▸ **THE PROBLEM**
Reproduce, word for word, the lines of the listing below from the line containing "Locate the potato" up to and including the line containing "pixel 361 129".

+++ RAW RECORDS +++

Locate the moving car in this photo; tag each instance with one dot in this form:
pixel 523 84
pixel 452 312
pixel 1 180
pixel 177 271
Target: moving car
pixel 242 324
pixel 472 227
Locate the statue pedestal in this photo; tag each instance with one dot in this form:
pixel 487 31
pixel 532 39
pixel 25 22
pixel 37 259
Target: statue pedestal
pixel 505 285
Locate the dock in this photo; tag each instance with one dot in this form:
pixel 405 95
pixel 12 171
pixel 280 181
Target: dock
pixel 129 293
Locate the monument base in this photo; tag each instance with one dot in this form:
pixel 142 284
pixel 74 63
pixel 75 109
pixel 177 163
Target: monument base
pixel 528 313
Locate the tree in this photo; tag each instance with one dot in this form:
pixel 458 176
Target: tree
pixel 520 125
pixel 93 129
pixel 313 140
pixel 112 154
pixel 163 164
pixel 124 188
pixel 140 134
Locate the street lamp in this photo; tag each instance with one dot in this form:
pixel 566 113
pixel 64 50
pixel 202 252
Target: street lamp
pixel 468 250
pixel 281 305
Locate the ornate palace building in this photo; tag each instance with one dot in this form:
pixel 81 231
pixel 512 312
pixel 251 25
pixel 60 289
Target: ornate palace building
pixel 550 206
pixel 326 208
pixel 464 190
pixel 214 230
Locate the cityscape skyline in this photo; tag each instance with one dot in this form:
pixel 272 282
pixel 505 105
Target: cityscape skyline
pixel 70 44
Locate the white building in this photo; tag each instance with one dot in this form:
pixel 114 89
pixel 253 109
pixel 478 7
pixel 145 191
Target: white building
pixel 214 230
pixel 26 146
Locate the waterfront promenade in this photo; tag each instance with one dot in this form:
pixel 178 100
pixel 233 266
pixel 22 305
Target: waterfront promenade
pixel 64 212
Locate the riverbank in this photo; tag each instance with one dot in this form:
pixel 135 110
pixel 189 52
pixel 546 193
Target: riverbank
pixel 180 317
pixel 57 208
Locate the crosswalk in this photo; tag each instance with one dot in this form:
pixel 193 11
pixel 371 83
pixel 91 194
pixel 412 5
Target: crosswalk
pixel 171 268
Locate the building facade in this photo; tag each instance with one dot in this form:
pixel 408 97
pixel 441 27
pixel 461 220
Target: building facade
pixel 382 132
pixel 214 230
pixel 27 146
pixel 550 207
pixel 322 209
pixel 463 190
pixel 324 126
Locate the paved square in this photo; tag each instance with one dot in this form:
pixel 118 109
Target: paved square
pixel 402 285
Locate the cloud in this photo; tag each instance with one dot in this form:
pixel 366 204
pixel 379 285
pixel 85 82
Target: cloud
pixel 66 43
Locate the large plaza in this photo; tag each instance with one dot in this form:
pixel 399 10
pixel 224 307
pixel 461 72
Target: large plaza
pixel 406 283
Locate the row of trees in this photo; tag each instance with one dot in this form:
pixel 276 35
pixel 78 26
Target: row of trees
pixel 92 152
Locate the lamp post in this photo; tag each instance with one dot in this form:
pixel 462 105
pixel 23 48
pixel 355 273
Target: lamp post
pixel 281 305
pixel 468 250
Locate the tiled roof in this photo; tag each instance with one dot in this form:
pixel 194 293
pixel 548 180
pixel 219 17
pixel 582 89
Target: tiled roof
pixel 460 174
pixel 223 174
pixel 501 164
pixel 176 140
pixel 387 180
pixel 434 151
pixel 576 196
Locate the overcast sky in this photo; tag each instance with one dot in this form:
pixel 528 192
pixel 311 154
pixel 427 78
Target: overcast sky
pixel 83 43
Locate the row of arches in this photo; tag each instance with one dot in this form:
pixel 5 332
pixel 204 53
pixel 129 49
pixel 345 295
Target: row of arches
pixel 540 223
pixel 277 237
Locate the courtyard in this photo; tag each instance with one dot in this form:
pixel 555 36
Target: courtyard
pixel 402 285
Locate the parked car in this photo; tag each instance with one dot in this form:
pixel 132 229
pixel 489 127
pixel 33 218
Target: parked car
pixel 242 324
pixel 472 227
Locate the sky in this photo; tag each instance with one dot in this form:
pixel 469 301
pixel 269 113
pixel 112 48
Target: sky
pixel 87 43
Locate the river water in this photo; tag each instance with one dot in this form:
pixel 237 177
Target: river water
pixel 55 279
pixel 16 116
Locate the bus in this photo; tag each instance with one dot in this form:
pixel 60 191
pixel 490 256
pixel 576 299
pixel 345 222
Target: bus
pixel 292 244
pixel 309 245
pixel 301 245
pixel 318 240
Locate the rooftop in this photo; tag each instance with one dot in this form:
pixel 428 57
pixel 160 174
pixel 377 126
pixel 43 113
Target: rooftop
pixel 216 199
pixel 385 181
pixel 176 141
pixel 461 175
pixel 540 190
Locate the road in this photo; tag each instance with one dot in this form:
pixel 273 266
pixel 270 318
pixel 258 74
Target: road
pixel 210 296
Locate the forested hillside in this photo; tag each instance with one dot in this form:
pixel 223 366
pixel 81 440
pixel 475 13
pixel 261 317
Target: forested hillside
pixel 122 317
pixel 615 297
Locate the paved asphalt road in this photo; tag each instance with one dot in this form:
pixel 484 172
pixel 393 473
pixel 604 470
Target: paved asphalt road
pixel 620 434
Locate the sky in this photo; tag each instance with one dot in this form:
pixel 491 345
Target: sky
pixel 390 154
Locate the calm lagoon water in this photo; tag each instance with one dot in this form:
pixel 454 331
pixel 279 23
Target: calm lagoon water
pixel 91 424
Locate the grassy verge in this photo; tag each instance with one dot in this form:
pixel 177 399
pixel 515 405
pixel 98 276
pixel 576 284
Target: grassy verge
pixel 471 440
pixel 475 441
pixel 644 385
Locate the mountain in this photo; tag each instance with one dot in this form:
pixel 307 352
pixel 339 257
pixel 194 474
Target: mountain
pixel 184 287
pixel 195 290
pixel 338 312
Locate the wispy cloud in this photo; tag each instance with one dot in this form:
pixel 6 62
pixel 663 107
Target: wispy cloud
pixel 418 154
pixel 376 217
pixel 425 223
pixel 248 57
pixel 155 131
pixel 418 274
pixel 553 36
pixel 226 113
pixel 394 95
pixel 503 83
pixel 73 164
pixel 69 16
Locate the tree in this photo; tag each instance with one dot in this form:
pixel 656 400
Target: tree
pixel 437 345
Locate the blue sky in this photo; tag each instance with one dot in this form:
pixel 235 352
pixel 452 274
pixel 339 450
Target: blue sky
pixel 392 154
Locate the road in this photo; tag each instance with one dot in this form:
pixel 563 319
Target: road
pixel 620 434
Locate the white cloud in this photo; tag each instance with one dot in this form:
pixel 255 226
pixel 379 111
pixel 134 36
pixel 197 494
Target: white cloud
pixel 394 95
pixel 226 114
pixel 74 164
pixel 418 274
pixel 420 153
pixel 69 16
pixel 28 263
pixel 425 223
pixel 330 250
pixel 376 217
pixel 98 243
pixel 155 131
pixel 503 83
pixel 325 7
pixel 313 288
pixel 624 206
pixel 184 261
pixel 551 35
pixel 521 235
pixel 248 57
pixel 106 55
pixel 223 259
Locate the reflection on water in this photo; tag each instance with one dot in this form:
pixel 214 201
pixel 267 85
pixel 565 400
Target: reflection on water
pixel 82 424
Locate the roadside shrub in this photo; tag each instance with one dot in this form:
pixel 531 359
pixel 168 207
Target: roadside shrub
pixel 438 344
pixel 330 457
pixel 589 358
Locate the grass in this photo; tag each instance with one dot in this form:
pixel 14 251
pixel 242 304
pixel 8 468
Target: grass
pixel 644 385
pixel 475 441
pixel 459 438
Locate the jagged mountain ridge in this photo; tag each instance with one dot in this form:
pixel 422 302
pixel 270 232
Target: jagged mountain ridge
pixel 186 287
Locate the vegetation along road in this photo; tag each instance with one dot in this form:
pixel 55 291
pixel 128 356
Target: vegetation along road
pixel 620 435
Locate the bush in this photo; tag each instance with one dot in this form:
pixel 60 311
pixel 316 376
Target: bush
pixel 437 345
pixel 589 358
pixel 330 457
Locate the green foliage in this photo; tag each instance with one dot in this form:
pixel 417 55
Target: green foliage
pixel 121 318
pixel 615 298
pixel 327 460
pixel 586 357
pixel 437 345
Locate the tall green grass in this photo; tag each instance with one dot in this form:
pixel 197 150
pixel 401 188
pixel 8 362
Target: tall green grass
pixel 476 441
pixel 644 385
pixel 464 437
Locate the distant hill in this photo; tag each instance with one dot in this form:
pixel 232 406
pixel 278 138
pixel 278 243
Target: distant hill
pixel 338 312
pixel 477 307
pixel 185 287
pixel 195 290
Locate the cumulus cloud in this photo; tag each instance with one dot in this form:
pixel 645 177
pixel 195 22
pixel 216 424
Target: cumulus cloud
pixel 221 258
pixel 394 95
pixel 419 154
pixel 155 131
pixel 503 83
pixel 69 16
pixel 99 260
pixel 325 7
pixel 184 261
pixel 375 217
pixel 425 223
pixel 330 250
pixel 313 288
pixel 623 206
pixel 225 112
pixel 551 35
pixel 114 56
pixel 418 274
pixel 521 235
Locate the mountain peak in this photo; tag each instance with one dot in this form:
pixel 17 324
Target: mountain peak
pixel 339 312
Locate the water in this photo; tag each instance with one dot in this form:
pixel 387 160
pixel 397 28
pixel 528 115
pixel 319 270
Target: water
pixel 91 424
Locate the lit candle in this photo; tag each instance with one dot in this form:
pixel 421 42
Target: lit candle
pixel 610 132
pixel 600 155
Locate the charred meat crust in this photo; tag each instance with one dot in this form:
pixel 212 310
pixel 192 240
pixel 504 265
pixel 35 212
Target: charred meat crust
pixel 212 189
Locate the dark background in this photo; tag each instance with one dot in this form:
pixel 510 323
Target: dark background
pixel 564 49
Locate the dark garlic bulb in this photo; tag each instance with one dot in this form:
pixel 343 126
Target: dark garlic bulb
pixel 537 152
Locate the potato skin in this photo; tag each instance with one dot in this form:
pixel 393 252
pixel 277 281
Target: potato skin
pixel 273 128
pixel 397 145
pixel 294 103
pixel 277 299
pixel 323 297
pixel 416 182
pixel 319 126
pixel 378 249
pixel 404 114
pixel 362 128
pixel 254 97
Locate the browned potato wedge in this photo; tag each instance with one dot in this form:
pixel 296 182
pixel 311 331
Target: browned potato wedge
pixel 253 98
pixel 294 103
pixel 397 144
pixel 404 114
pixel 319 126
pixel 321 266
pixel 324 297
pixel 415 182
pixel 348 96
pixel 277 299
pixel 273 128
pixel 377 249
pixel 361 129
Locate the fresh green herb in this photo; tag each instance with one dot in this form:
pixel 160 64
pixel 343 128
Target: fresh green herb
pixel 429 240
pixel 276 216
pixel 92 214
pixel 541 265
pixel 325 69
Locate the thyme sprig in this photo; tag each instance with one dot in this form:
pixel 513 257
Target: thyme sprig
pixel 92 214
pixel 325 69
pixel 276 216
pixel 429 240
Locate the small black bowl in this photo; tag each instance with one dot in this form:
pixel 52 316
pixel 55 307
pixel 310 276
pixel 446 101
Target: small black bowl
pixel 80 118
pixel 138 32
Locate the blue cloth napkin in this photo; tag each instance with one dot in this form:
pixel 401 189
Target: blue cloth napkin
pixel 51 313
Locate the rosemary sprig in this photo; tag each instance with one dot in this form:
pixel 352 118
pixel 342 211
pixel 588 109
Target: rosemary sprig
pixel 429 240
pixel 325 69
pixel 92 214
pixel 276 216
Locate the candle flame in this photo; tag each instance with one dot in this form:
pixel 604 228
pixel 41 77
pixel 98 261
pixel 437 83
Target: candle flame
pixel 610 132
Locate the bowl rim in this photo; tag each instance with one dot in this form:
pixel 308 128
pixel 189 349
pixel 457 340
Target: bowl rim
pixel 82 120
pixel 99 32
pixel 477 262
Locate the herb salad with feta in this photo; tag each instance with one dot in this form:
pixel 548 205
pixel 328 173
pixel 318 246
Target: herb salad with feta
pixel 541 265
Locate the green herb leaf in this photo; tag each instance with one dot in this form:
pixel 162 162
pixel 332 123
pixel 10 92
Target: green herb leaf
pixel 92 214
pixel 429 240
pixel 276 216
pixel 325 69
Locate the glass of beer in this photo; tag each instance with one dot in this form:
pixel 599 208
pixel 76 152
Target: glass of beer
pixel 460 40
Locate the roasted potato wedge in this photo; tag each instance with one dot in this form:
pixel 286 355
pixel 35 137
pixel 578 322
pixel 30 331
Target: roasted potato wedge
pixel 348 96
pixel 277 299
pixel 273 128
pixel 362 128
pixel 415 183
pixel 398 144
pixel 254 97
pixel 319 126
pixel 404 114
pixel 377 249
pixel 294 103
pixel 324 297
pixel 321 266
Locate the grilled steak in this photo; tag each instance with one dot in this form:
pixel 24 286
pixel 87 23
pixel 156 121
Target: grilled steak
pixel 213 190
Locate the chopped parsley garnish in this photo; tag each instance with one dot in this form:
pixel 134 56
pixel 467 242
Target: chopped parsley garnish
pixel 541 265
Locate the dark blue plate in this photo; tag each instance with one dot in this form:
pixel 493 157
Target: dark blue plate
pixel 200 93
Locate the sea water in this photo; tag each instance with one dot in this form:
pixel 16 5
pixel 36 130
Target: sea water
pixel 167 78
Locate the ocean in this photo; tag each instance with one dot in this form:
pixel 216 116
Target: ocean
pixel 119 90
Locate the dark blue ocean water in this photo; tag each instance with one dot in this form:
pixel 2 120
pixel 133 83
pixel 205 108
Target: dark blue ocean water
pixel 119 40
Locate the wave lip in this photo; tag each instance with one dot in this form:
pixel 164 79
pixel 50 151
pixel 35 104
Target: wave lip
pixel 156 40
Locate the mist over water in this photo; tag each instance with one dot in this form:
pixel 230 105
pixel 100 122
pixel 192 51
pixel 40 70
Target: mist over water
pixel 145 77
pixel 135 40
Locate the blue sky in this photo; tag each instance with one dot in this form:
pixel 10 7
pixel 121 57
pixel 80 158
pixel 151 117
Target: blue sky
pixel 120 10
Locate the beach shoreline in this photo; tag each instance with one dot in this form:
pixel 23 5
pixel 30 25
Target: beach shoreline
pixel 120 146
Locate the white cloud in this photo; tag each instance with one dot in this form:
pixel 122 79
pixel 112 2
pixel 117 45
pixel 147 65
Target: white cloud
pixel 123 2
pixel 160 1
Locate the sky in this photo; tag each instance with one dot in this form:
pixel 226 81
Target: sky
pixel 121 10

+++

▸ **CORRECT RESULT**
Locate the potato skin in this photo; tag each instance with one dot in this form:
pixel 393 252
pixel 277 281
Target: potato skin
pixel 273 128
pixel 397 145
pixel 294 103
pixel 277 299
pixel 323 297
pixel 416 182
pixel 319 126
pixel 378 249
pixel 404 114
pixel 362 128
pixel 254 97
Locate the browned potato wedge in this photo; tag each instance with one dot in this form:
pixel 296 182
pixel 311 331
Target: browned potato wedge
pixel 253 98
pixel 294 103
pixel 397 144
pixel 404 114
pixel 319 126
pixel 321 266
pixel 324 297
pixel 415 182
pixel 348 96
pixel 277 299
pixel 273 128
pixel 377 249
pixel 361 129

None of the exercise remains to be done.